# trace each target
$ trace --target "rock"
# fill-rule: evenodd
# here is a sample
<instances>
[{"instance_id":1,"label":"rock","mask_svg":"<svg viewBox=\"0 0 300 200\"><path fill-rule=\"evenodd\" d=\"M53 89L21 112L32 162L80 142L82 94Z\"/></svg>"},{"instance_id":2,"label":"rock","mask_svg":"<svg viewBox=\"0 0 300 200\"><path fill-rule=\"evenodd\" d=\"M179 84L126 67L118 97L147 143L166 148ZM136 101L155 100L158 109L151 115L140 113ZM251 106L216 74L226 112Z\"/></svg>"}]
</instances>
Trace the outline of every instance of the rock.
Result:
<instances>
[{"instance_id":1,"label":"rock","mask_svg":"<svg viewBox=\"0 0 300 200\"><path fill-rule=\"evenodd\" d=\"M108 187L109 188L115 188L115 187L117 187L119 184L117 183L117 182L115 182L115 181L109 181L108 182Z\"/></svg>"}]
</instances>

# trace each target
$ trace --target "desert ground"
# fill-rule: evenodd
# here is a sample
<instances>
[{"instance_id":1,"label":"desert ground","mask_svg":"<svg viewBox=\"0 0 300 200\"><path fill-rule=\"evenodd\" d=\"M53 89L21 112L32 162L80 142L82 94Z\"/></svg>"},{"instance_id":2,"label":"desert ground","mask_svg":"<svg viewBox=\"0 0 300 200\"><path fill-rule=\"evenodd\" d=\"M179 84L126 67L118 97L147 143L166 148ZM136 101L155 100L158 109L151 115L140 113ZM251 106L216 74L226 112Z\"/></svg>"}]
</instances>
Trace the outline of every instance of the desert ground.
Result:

——

- _Task goal_:
Tally up the lines in the preceding listing that contain the string "target". Respond with the number and nothing else.

- _Written response_:
4